** start **

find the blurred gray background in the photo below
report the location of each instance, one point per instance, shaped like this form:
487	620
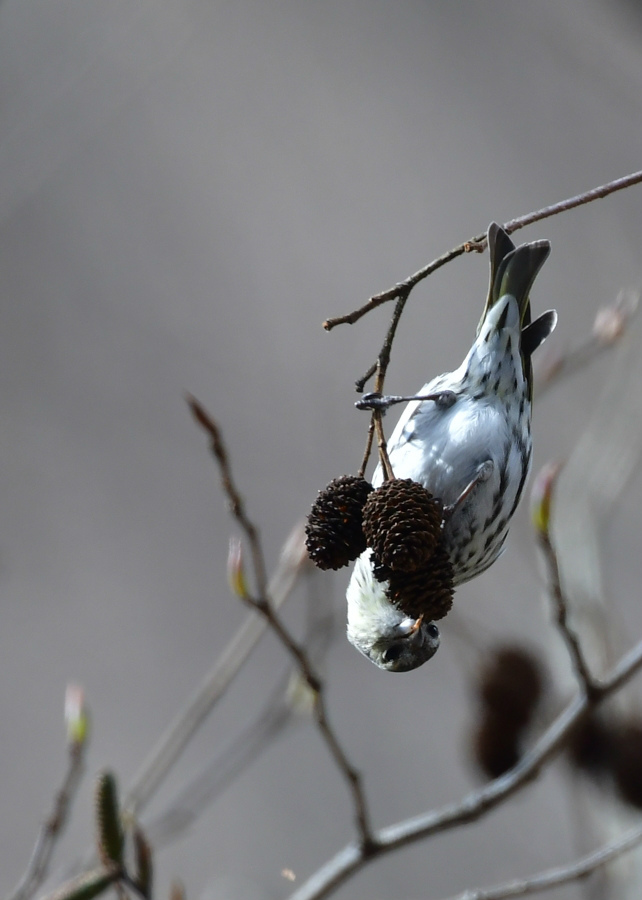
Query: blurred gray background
187	190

** end **

**WHAT TO WORK ON:**
Reproduce all rows above, requests included, with each x and y coordinate in the answers multiplied by 2.45 and rounded to the nearest whole number, halves rounding up. Leave the numbers in the requests and format samples unchanged, and omit the pictures.

**COMPLETE ANSWER:**
find the blurred gray background in the photo below
report the location of each instance, one point per instance, shaped like this form:
487	620
Query: blurred gray background
458	466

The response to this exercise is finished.